### Request
Rewrite every entry below, replacing each occurrence of "Point out" with "Mark" and leaving the rest of the text unchanged. Omit the images from your response.

### Records supplied

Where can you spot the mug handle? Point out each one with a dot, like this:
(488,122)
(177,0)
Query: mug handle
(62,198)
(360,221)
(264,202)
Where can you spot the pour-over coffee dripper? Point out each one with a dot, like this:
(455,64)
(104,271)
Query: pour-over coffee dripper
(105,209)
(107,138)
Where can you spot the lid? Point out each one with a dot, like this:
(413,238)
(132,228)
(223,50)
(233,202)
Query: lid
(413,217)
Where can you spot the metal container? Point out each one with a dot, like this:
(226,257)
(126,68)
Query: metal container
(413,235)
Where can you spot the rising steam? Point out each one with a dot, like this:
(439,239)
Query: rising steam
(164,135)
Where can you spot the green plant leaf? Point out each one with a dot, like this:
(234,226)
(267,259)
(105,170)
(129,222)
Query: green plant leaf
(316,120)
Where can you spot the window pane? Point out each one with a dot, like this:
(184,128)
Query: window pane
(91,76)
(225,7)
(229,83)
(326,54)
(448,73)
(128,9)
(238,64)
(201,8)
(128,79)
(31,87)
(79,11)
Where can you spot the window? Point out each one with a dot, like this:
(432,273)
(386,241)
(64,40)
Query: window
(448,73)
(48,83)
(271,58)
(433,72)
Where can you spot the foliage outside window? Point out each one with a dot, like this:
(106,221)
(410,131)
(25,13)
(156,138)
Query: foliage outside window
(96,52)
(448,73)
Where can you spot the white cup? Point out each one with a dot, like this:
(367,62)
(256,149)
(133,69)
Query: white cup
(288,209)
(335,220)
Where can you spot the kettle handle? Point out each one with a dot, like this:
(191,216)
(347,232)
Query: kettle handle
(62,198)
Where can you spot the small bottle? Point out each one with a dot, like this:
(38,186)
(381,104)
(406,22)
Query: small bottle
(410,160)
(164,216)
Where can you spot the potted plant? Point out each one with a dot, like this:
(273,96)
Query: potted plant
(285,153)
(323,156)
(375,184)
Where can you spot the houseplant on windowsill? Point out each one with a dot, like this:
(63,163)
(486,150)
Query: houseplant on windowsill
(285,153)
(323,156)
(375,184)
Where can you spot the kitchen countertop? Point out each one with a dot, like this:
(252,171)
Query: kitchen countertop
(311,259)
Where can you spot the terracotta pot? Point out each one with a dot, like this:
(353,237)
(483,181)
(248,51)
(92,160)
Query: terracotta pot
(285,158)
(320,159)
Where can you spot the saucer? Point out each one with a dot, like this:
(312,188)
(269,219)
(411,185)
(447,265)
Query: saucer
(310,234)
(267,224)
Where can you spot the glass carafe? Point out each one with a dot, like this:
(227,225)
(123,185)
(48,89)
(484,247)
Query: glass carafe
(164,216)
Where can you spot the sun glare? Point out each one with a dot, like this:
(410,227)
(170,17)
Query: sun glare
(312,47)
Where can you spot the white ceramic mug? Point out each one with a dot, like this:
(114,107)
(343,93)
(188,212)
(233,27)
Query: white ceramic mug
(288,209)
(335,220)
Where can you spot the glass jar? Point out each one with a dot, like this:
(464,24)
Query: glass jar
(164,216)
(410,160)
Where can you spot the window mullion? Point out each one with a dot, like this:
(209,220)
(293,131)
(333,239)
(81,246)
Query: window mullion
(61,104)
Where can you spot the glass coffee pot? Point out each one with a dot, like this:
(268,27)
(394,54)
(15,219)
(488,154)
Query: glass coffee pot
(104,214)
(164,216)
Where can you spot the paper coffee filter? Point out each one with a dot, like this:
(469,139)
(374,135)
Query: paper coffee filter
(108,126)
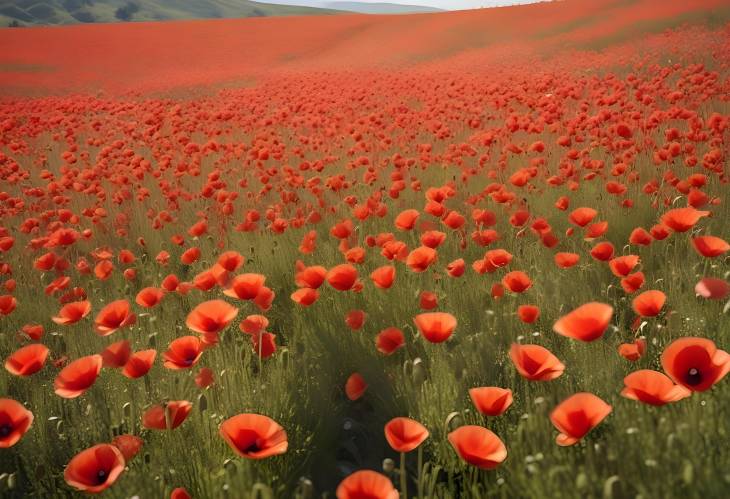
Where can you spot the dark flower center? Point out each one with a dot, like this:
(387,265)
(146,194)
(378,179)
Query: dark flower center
(101,476)
(694,377)
(254,447)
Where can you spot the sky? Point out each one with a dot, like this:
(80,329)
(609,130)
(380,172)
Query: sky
(441,4)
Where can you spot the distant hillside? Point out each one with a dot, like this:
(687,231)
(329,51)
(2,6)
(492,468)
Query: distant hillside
(379,8)
(40,12)
(362,7)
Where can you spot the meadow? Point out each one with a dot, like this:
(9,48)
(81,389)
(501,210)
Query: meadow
(233,253)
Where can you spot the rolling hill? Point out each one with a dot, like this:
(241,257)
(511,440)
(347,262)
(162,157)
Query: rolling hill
(364,7)
(44,12)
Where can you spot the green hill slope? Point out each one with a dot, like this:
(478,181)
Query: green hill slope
(43,12)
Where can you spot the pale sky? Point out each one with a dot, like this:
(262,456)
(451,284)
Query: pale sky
(454,4)
(441,4)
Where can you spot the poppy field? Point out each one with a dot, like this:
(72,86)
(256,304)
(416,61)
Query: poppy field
(470,254)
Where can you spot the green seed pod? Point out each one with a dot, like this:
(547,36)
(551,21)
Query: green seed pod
(611,487)
(688,473)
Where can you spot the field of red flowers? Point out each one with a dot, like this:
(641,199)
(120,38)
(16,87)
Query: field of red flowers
(474,254)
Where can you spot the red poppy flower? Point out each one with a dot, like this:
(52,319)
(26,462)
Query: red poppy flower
(15,420)
(180,493)
(566,260)
(245,286)
(383,277)
(95,469)
(528,313)
(517,281)
(478,446)
(139,363)
(34,331)
(435,327)
(254,436)
(652,387)
(632,351)
(535,363)
(72,312)
(406,220)
(113,316)
(355,386)
(116,355)
(211,317)
(575,416)
(649,303)
(712,288)
(366,484)
(27,360)
(389,340)
(128,445)
(78,376)
(682,219)
(405,434)
(491,400)
(695,363)
(149,297)
(433,238)
(183,353)
(586,323)
(421,258)
(167,416)
(710,246)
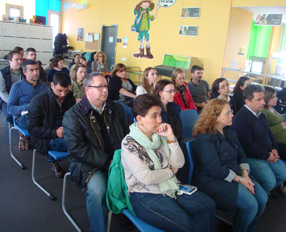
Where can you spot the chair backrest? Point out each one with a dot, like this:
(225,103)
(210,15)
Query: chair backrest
(189,145)
(189,118)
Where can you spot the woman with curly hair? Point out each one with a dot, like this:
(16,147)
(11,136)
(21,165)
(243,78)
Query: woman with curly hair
(99,63)
(148,83)
(238,90)
(221,169)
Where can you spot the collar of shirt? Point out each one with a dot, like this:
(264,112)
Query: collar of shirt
(96,109)
(16,72)
(255,114)
(220,97)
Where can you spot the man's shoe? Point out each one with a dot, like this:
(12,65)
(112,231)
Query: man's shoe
(124,221)
(59,172)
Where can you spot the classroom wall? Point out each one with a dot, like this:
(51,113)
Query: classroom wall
(208,46)
(239,28)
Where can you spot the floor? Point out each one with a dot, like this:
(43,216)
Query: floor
(24,207)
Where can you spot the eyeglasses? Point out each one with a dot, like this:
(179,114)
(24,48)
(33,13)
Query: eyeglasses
(99,87)
(169,91)
(224,86)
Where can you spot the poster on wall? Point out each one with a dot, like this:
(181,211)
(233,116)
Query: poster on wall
(80,34)
(145,13)
(125,42)
(188,30)
(190,12)
(268,19)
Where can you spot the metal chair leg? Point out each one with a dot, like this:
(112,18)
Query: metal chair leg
(10,143)
(63,203)
(35,182)
(109,221)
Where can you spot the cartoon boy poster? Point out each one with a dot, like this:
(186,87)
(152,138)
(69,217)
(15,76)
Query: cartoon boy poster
(142,26)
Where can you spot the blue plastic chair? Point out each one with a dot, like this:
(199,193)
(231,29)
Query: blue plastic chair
(57,155)
(23,132)
(189,118)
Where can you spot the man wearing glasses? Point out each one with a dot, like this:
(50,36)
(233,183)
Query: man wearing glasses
(45,116)
(93,130)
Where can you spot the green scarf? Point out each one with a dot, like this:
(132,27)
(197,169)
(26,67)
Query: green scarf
(168,186)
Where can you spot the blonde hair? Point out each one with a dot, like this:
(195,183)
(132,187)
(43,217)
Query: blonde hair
(96,56)
(175,74)
(206,123)
(145,82)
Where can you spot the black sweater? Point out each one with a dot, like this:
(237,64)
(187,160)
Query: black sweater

### Response below
Where can you spot the mug handle? Mark each one with a dot, like this:
(488,122)
(177,0)
Query: mug handle
(62,198)
(360,221)
(264,202)
Where can you spot the pour-over coffee dripper? Mark each one with a dot, like this:
(455,64)
(104,271)
Query: pour-over coffee dripper
(105,209)
(107,138)
Where can you spot the lid? Mark each one with a dot, like this:
(413,238)
(132,228)
(223,50)
(233,202)
Query: lid
(413,217)
Where can you spot the metal container? Mark each one with a dot, like this:
(226,257)
(126,68)
Query: metal container
(413,235)
Where can you spot the rising steam? Mark each one with a dot, like this:
(439,239)
Query: rising steam
(164,135)
Where can you spot the green plant leaf? Mark each one with a dot, like this:
(234,226)
(267,259)
(105,170)
(129,222)
Query: green plant leaf
(316,120)
Where can you spot the window pane? Mark each one with a dot, like this:
(184,128)
Query: window pane
(91,76)
(225,7)
(229,83)
(326,54)
(448,73)
(128,9)
(238,64)
(201,8)
(128,79)
(31,87)
(79,11)
Where can you spot the window? Mark each one with a dot, like this:
(432,273)
(386,241)
(64,40)
Query: window
(448,73)
(48,83)
(271,58)
(433,72)
Where can you spot the foliage outside window? Mark each one with a dot, like this:
(106,221)
(410,131)
(25,13)
(156,138)
Query: foliage outside window
(96,52)
(448,73)
Where can you spot the white cup? Mark each one with a dot, like this:
(367,62)
(256,149)
(133,69)
Query: white cup
(288,209)
(335,220)
Where can you spot the kettle handle? Mark each one with a dot, like this:
(191,216)
(347,232)
Query: kettle handle
(62,198)
Where can you spot the small bottle? Mark each one with a dot, like this:
(38,186)
(381,104)
(406,22)
Query: small bottle
(410,160)
(164,216)
Where can you spot the potted plant? Mark each one with a dot, like this:
(273,96)
Query: potted plant
(285,153)
(323,156)
(375,184)
Where can you spot the houseplant on windowsill? Mark each one with a dot, like this:
(63,163)
(486,150)
Query: houseplant on windowsill
(285,153)
(323,156)
(375,184)
Where can you spot the kitchen countertop? Mark each one with a dot, like this:
(252,171)
Query: kitchen countertop
(311,259)
Where can you spot the terracotta pot? Mark each one with a dot, like this:
(353,237)
(483,181)
(248,51)
(92,160)
Query: terracotta pot
(285,158)
(320,159)
Where can you spot the saucer? Mark each one with a dot, like this:
(312,188)
(269,219)
(411,185)
(447,265)
Query: saucer
(310,234)
(267,224)
Where can you spot the glass carafe? Mark each one with a dot, like this:
(227,225)
(123,185)
(48,89)
(484,247)
Query: glass carafe
(164,216)
Where can you spot the sun glare? Mark each one with a dot, like this:
(410,227)
(170,17)
Query: sun glare
(312,47)
Where can you spot the white ceramic mug? Mark each one with a dot, like this:
(114,107)
(343,93)
(188,212)
(233,27)
Query: white ceramic mug
(288,209)
(335,220)
Where can you spot the glass jar? Mark each one with a dot, like this:
(464,24)
Query: glass jar
(164,216)
(410,160)
Where can you spot the window mullion? Mark each one with a dot, like this:
(209,220)
(293,131)
(333,239)
(81,246)
Query: window mullion
(61,104)
Where can you spot the glass coffee pot? Mark each one with a dot, like this:
(268,27)
(394,54)
(15,219)
(488,154)
Query: glass coffee pot
(104,214)
(164,216)
Where can you spot the paper coffee filter? Mark each one with a dot, like this:
(469,139)
(374,135)
Query: paper coffee filter
(108,126)
Where can you spot the dark flower center? Mark each one with a dot, like this:
(387,265)
(146,194)
(378,179)
Query: dark flower center
(101,476)
(694,377)
(254,447)
Where can you spot the sky? Mark each one with a dot, like this:
(80,329)
(609,130)
(380,172)
Query: sky
(441,4)
Where can you spot the distant hillside? Mark each one with a dot, like this:
(687,231)
(329,51)
(2,6)
(492,468)
Query: distant hillside
(379,8)
(40,12)
(362,7)
Where can you spot the meadow? Mark each one with a dot, like this:
(9,48)
(81,389)
(501,210)
Query: meadow
(233,253)
Where can you spot the rolling hill? Mark each one with a dot, like this:
(241,257)
(511,440)
(347,262)
(162,157)
Query: rolling hill
(364,7)
(44,12)
Where can you spot the green hill slope? Mark each one with a dot, like this:
(478,181)
Query: green hill slope
(43,12)
Where can you spot the pale sky? Mark each one with a dot, like this:
(262,456)
(451,284)
Query: pale sky
(454,4)
(441,4)
Where can you spot the poppy field? Mark each one with a dot, like this:
(72,86)
(256,304)
(416,61)
Query: poppy field
(470,254)
Where can you spot the green seed pod? Mark each one with a dot, like this:
(547,36)
(551,21)
Query: green seed pod
(611,487)
(688,473)
Where can you spot the field of red flowers? Mark each one with a dot, like this:
(641,199)
(120,38)
(16,87)
Query: field of red flowers
(474,254)
Where can you spot the red poppy flower? Mark each one with a dot, like this:
(52,319)
(26,462)
Query: red poppy flower
(15,420)
(180,493)
(566,260)
(245,286)
(383,277)
(95,469)
(528,313)
(517,281)
(478,446)
(139,363)
(34,331)
(435,327)
(254,436)
(652,387)
(632,351)
(535,363)
(72,312)
(406,220)
(113,316)
(355,386)
(116,355)
(211,317)
(575,416)
(649,303)
(712,288)
(366,484)
(27,360)
(389,340)
(128,445)
(78,376)
(682,219)
(405,434)
(491,400)
(695,363)
(149,297)
(433,238)
(183,353)
(586,323)
(421,258)
(167,416)
(710,246)
Where can you spot the chair backrest? Mark each one with a dot, like this:
(225,103)
(210,15)
Query: chair backrest
(189,145)
(189,118)
Where can you spot the woman with curly hair? Mark each one with a dot, like this:
(16,147)
(11,136)
(21,165)
(243,78)
Query: woman with curly hair
(99,63)
(148,83)
(238,90)
(221,169)
Where can you spot the collar of shirt? Mark each one with a dot, like this:
(264,112)
Query: collar of shirt
(96,109)
(16,72)
(255,114)
(220,97)
Where can you spot the man's shoe? Mark each one with a dot, like this:
(12,65)
(112,231)
Query: man's shoe
(124,221)
(59,172)
Where can you spot the classroom wall? Mark each one with a dot, like this:
(51,113)
Query: classroom wall
(208,46)
(239,28)
Where can you spot the floor? Mark each one with a dot, like this:
(43,216)
Query: floor
(24,207)
Where can you spot the eyeglasses? Mark each one with a dot, like this:
(179,114)
(24,48)
(33,13)
Query: eyeglasses
(99,87)
(169,91)
(224,86)
Where can you spot the poster on wall? Mark each one with a dot, like this:
(181,211)
(233,116)
Query: poster on wall
(80,34)
(145,13)
(125,42)
(188,30)
(190,12)
(268,19)
Where can you spot the metal chair leg? Mark each one with a dot, like this:
(112,18)
Query: metal chair leg
(10,143)
(63,203)
(35,182)
(109,221)
Where can you spot the cartoon boy poster? Mark each one with a dot, like this:
(186,87)
(152,138)
(69,217)
(15,76)
Query: cartoon boy poster
(142,26)
Where can you spot the blue plastic chair? Mark each one with a dot, like this:
(199,193)
(231,29)
Query: blue plastic chair
(57,155)
(23,132)
(189,118)
Where can you spot the man wearing glasses? Mark each one with a dot, like this:
(50,36)
(233,183)
Query: man wearing glasses
(45,116)
(93,130)
Where can you spot the green scarf? Mark each one with a dot, like this:
(132,27)
(197,169)
(26,67)
Query: green scarf
(168,186)
Where can you spot the blonde hair? Mark each one with a dot, like this:
(195,183)
(132,187)
(43,217)
Query: blonde hair
(96,56)
(175,74)
(206,123)
(145,82)
Where can you spot the black sweater? Mark each one with a dot, like this:
(237,64)
(187,160)
Query: black sweater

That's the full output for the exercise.